## Bereitgestellter Auszug
☆ ☆ ☆ ☆
Der Haushaltsentwurf 2025 setzt Impulse, um Investitionen in die Verkehrsinfrastruktur zu stärken. Dabei rückt der Erhalt in den Fokus. Geld für die Brückensanierung kommt aus dem Sondervermögen, wobei ein Großteil aus dem Kernhaushalt umgeschichtet wurde. Auch für den Erhalt der Schiene werden durch das Sondervermögen reguläre Haushaltspositionen finanziert. Neben der Höhe ist auch die Form der Mittel entscheidend. Ein Großteil der Schieneninvestitionen läuft über Eigenkapital, was zwar schuldenbremsenneutral ist, jedoch zu höheren Trassenpreisen führen kann. Das Sondervermögen ist kurzfristig hilfreich, stellt jedoch keine nachhaltige Finanzierung von Daueraufgaben dar.
☆ ☆ ☆ ☆
## Pflichtaufgabe A
Wozu kann es laut dem Auszug zum Haushaltsentwurf 2025 führen, dass ein Großteil der Schieneninvestitionen über Eigenkapital läuft?
## Pflichtaufgabe B
Führe den Text zum Haushaltsentwurf 2025 nach seinem letzten Satz fort.

## Datenauszug
☆ ☆ ☆ ☆
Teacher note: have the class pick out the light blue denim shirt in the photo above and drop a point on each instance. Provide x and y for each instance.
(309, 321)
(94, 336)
☆ ☆ ☆ ☆
## Schriftliche Antwort A
Zu höheren Trassenpreisen.

## Schriftliche Antwort B
Der Haushaltsentwurf 2025 sieht steigende Investitionen für alle Verkehrsinfrastrukturen vor. Für die Schiene gibt es rund 3,7 Milliarden Euro mehr im Vergleich zum alten Regierungsentwurf. Das ist eine gute Nachricht. Das meiste Geld soll in den Erhalt bestehender Infrastruktur wie Schienen und Straßenbrücken fließen, also dafür sorgen, dass kaputte Strecken und veraltete Technik erneuert werden. Das ist bitter nötig.

Aber: Einige dieser Daueraufgaben sind ins Sondervermögen gewandert – das ist kurzfristig gut, aber trägt nicht langfristig. Außerdem geht ein Großteil der Gelder für die Schiene auf eine Eigenkapitalerhöhung zurück, die die Trassenpreise nach oben treibt.

Vernebelte Brückensanierung

Das Geld für die Straße kommt nun aus drei verschiedenen Quellen: Das meiste Geld steuert weiterhin der Verkehrsetat bei, ein kleiner Teil der Verteidigungsetat und das Sondervermögen sorgt dafür, dass Brücken endlich saniert werden.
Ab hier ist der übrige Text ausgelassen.